Texte présenté ▸

/---

Les équipes ont plusieurs décennies d’expérience en construction derrière elles (avec ce modèle et avec d’autres).

Ce sont des gens biens, consciencieux, motivés par leur travail et fier de leur expertise.

Sur ce type de projet, il n’y a pas d’inconnues : on refait toujours les mêmes tâches, dans le même ordre, un projet après l’autre.

Et chaque “grosse” tâche peut être fragmentée en plusieurs tâches plus petites, qu’on est capable d’estimer précisément.

  • Étape “Préparer le terrain” — Mission “Pose de la chape en béton” : X heures.
  • Pose de la charpente…
  • Finition de la façade…
  • Création du jardin…

Hop. On fait le total du nombre d’heures nécessaires. On se laisse un peu de marge de sécurité. On vérifie tâche par tâche sur un planning qu’on aura tout ce qu’il faut chaque jour (personnes, ressources, livraisons, etc.) pour réaliser les tâches de la journée. Et roule ma poule.

Bien sûr, il reste toujours le risque d’accident. On est pas à l’abri d’un glissement de terrain ou d’une inondation, mais :

  1. On va prendre toutes les précautions que l’on peut et
  2. Il sera beaucoup plus facile d’aller voir le client pour lui expliquer un retard s’il y a une seule raison, majeure et imprévisible comme un accident naturel.

On est bons là, non ? Qu’est-ce qui pourrait arriver ?

Les surprises et les imprévus

“On vient de recevoir les murs. Apparemment, le fabricant a changé de méthode. Sur le papier, ça ne posait pas problème, mais on ne voit pas comment les monter.”

“L’entreprise de livraison vient d’appeler : ils ont eu une panne. Ils ne pourront pas livrer la charpente avant mardi.”

Plus le projet va comporter de micro-tâches, plus il y aura d’opportunités que quelque chose aille de travers. Et plus il y aura de “dépendances” entre deux tâches ou deux équipes.

Cela n’a l’air de rien, mais vous allez facilement vous retrouver avec une équipe qui se retrouve coincée plusieurs jours sans pouvoir avancer… parce qu’elle n’a pas les éléments dont elle a besoin.

“Bon, pas grave, on a toujours plusieurs projets en cours. On réorganise et on redistribue les ressources.”

Justement : cela va causer de nouveaux problèmes.

“- Fred, bonne nouvelle, on a enfin reçu les cloisons. Tu passes demain avec ton équipe ?

- Hein ? Non, pas possible. Je suis passé sur le projet des Martinez. L’équipe est bloquée pour les 3 prochains jours.

- Ça craint, on a déjà 5 jours de retard sur ce projet.

- Aie. Ecoute, au mieux, je peux t’envoyer l’équipe un jour la semaine prochaine et trois jours le mois d’après.”

La seule certitude, la seule chose que vous pouvez effectivement prévoir sur les imprévisibles… c’est qu’il vont se produire.

Seul un projet microscopique échappe à la règle. (Mais quel intérêt d’avoir une estimation sur un projet microscopique ?)

Ok. Maintenant, mettons de côté les surprises et les imprévus.

\---

Extrait de données ▸
/---

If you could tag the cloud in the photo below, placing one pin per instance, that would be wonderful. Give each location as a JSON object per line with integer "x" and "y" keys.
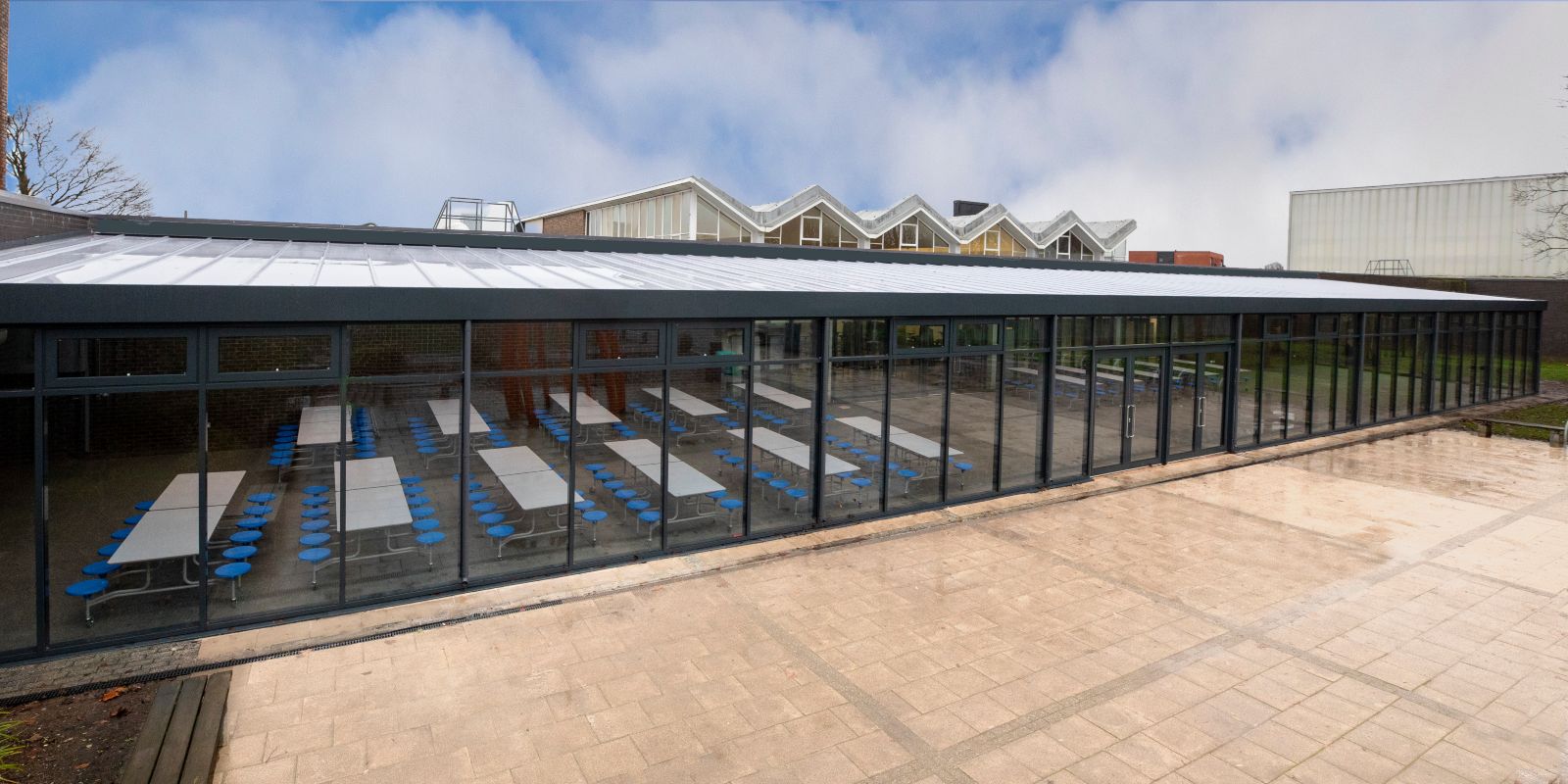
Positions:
{"x": 1196, "y": 120}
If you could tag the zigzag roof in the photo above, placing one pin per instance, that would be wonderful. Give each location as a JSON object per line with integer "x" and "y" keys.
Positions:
{"x": 1102, "y": 235}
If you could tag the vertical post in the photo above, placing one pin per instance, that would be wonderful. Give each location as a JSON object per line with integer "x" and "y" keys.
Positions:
{"x": 463, "y": 452}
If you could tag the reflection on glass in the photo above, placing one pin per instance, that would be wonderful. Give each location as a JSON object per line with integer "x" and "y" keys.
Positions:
{"x": 122, "y": 477}
{"x": 914, "y": 438}
{"x": 619, "y": 430}
{"x": 852, "y": 435}
{"x": 783, "y": 416}
{"x": 16, "y": 522}
{"x": 971, "y": 427}
{"x": 405, "y": 435}
{"x": 517, "y": 498}
{"x": 278, "y": 525}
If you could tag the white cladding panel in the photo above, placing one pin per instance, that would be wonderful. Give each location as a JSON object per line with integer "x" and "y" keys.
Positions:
{"x": 1446, "y": 229}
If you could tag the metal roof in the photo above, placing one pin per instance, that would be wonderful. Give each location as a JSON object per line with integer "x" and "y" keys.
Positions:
{"x": 117, "y": 259}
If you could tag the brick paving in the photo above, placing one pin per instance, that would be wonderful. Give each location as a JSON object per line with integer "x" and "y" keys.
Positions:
{"x": 1392, "y": 611}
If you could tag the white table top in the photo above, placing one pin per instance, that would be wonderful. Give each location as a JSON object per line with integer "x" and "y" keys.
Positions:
{"x": 512, "y": 460}
{"x": 778, "y": 396}
{"x": 899, "y": 436}
{"x": 375, "y": 472}
{"x": 318, "y": 425}
{"x": 165, "y": 533}
{"x": 446, "y": 413}
{"x": 378, "y": 507}
{"x": 792, "y": 451}
{"x": 689, "y": 404}
{"x": 637, "y": 452}
{"x": 537, "y": 490}
{"x": 182, "y": 491}
{"x": 588, "y": 410}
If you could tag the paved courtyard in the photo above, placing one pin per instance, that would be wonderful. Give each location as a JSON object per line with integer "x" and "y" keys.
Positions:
{"x": 1382, "y": 612}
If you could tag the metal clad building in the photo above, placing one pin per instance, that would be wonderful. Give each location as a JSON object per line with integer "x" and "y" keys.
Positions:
{"x": 1445, "y": 229}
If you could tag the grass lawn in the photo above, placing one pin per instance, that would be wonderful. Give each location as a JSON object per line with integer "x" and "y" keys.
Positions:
{"x": 1544, "y": 413}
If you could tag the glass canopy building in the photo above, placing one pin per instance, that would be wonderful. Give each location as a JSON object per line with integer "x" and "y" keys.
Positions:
{"x": 221, "y": 423}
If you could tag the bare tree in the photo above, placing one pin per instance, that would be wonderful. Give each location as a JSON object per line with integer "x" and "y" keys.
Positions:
{"x": 73, "y": 172}
{"x": 1549, "y": 198}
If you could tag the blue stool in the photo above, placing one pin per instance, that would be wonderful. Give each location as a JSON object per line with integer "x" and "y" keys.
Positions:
{"x": 99, "y": 569}
{"x": 232, "y": 572}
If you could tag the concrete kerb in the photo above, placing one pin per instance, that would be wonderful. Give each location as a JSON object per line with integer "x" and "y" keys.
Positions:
{"x": 165, "y": 659}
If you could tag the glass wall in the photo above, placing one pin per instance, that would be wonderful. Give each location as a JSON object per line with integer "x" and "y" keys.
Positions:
{"x": 360, "y": 463}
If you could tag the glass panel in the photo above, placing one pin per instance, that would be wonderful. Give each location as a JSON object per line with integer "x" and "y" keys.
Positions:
{"x": 1211, "y": 419}
{"x": 859, "y": 336}
{"x": 517, "y": 507}
{"x": 1070, "y": 416}
{"x": 380, "y": 350}
{"x": 1110, "y": 412}
{"x": 1024, "y": 333}
{"x": 921, "y": 336}
{"x": 1186, "y": 386}
{"x": 273, "y": 353}
{"x": 16, "y": 358}
{"x": 16, "y": 522}
{"x": 122, "y": 477}
{"x": 608, "y": 344}
{"x": 855, "y": 402}
{"x": 979, "y": 334}
{"x": 784, "y": 339}
{"x": 284, "y": 441}
{"x": 1301, "y": 381}
{"x": 1024, "y": 381}
{"x": 618, "y": 439}
{"x": 1249, "y": 384}
{"x": 1277, "y": 368}
{"x": 971, "y": 427}
{"x": 120, "y": 357}
{"x": 521, "y": 345}
{"x": 783, "y": 415}
{"x": 710, "y": 341}
{"x": 1200, "y": 328}
{"x": 914, "y": 457}
{"x": 705, "y": 499}
{"x": 1149, "y": 383}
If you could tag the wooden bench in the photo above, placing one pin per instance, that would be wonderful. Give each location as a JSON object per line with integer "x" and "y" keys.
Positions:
{"x": 1554, "y": 433}
{"x": 179, "y": 742}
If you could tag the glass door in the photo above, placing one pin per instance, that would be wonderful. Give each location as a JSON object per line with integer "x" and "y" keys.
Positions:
{"x": 1128, "y": 388}
{"x": 1197, "y": 402}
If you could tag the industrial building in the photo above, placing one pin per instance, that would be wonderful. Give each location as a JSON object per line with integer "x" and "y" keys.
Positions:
{"x": 1429, "y": 229}
{"x": 219, "y": 423}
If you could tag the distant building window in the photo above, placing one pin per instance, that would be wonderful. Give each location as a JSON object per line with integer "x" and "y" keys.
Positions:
{"x": 663, "y": 217}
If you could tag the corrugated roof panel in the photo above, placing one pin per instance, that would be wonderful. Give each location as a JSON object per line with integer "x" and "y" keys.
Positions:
{"x": 110, "y": 259}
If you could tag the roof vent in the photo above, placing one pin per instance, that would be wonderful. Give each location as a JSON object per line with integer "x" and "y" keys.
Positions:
{"x": 968, "y": 208}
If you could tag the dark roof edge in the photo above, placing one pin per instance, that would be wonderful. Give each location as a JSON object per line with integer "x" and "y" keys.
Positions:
{"x": 541, "y": 242}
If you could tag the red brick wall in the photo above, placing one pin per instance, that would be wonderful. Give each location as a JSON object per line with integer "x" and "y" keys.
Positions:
{"x": 21, "y": 220}
{"x": 568, "y": 223}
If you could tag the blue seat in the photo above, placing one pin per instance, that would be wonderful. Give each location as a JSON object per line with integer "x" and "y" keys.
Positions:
{"x": 99, "y": 569}
{"x": 86, "y": 588}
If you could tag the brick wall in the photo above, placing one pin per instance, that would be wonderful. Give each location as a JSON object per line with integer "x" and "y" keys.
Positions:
{"x": 568, "y": 223}
{"x": 1552, "y": 290}
{"x": 24, "y": 217}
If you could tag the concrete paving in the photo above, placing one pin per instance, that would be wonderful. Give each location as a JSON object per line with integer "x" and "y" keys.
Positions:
{"x": 1390, "y": 611}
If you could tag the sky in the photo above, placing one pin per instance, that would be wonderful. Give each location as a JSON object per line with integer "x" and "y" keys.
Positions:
{"x": 1194, "y": 120}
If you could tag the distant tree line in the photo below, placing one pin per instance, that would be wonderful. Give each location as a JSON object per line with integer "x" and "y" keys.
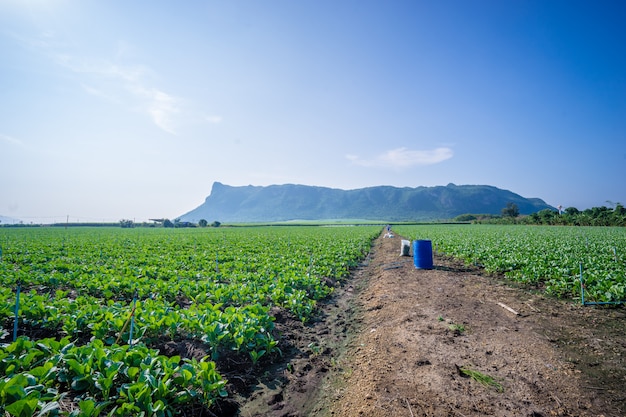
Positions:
{"x": 571, "y": 216}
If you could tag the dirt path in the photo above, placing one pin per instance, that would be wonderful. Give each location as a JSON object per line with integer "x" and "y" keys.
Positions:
{"x": 396, "y": 341}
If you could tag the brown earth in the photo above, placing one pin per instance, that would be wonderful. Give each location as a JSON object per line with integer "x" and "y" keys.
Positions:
{"x": 401, "y": 341}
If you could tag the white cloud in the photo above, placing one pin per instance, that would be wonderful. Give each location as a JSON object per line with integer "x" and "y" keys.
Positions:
{"x": 10, "y": 139}
{"x": 134, "y": 80}
{"x": 404, "y": 158}
{"x": 213, "y": 119}
{"x": 162, "y": 107}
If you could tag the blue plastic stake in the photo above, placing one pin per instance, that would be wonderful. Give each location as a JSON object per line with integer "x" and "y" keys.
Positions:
{"x": 17, "y": 309}
{"x": 132, "y": 320}
{"x": 582, "y": 285}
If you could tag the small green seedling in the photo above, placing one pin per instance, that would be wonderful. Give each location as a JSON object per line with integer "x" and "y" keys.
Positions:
{"x": 484, "y": 379}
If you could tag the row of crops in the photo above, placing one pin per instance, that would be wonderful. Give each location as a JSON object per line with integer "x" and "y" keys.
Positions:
{"x": 550, "y": 257}
{"x": 94, "y": 302}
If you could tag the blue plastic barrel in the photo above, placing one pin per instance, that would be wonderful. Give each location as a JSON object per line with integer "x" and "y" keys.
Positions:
{"x": 423, "y": 254}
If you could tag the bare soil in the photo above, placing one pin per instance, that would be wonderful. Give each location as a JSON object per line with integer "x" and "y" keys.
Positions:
{"x": 400, "y": 341}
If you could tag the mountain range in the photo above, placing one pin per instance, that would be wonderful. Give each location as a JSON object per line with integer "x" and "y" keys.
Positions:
{"x": 275, "y": 203}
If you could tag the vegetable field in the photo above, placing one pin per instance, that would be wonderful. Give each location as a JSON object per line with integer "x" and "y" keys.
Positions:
{"x": 549, "y": 257}
{"x": 95, "y": 302}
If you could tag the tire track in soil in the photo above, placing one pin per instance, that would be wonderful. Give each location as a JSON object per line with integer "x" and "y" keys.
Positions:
{"x": 392, "y": 339}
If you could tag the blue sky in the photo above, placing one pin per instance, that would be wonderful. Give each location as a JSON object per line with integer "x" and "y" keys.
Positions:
{"x": 115, "y": 109}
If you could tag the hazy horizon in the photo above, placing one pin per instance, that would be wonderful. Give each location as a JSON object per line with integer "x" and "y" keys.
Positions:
{"x": 131, "y": 110}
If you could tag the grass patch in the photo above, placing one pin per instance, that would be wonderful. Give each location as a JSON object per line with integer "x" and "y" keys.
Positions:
{"x": 484, "y": 379}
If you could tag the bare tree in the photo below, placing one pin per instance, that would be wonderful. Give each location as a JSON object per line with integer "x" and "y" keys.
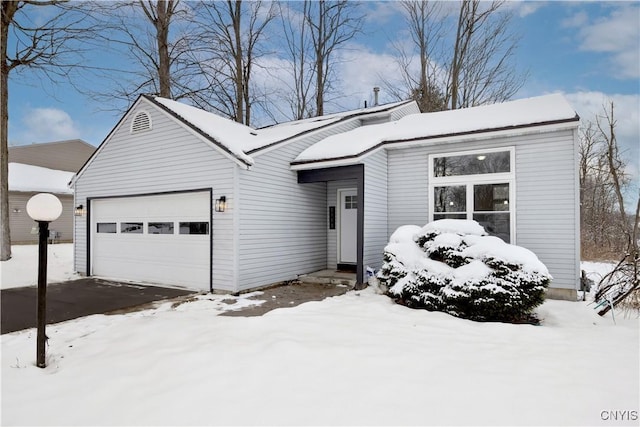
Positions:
{"x": 297, "y": 73}
{"x": 230, "y": 37}
{"x": 156, "y": 39}
{"x": 331, "y": 25}
{"x": 624, "y": 281}
{"x": 160, "y": 14}
{"x": 425, "y": 25}
{"x": 597, "y": 213}
{"x": 481, "y": 69}
{"x": 472, "y": 66}
{"x": 28, "y": 45}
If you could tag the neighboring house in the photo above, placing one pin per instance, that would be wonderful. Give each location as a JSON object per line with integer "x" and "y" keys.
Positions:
{"x": 37, "y": 168}
{"x": 321, "y": 193}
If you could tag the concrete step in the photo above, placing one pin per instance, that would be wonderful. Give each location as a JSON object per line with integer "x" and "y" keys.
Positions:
{"x": 329, "y": 277}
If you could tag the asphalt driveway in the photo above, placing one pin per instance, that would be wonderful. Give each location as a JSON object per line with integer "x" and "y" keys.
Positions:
{"x": 76, "y": 298}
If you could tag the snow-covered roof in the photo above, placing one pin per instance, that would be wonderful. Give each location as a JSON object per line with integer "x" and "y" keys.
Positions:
{"x": 487, "y": 118}
{"x": 241, "y": 140}
{"x": 35, "y": 178}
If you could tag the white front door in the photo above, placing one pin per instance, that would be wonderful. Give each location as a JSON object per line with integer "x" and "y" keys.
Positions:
{"x": 162, "y": 239}
{"x": 348, "y": 240}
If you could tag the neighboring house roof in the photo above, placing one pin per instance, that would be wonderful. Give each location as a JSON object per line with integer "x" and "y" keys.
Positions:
{"x": 241, "y": 140}
{"x": 513, "y": 115}
{"x": 67, "y": 155}
{"x": 28, "y": 178}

\---

Écrivez la suite du texte sur les délais de chantier en reprenant juste après sa dernière phrase.

Réponse rédigée ▸
L’équipe

Toutes ces estimations que l’on a faites reposent sur une simple observation pour chaque tâche :

“En moyenne, les professionnels mettent X heures pour faire cette tâche dans ces conditions.”

Que se passe-t-il quand un nouveau rejoint l’équipe ? Ou un nouveau coordinateur ? Ou qu’un membre de l’équipe est malade ? Fatigué ? Déprimé ?

L’estimation est un idéal de temps qu’il faudrait tenir. Un impératif auquel on demande aux équipes de se plier.

Si vous avez déjà managé des gens, vous savez très bien que nous ne sommes pas tous égaux en termes de productivité et d’efficacité. Et que personne n’est efficace avec la même intensité tout au long de l’année (voir du mois, de la semaine ou de la journée).

Prenons un troisième exemple avec, cette fois-ci, un projet qui sort de l’ordre du prévisible : le développement d’un logiciel

Photo by Markus Spiske on Unsplash

Jusqu’ici, on a parlé de projets que l’on pouvait facilement découper en tâches. Et pour lesquels on pouvait trouver des indices fiables sur le temps que prend chaque tâche : “en moyenne, il faut X heures à un professionnel de niveau Y pour réaliser cette tâche dans des conditions Z”.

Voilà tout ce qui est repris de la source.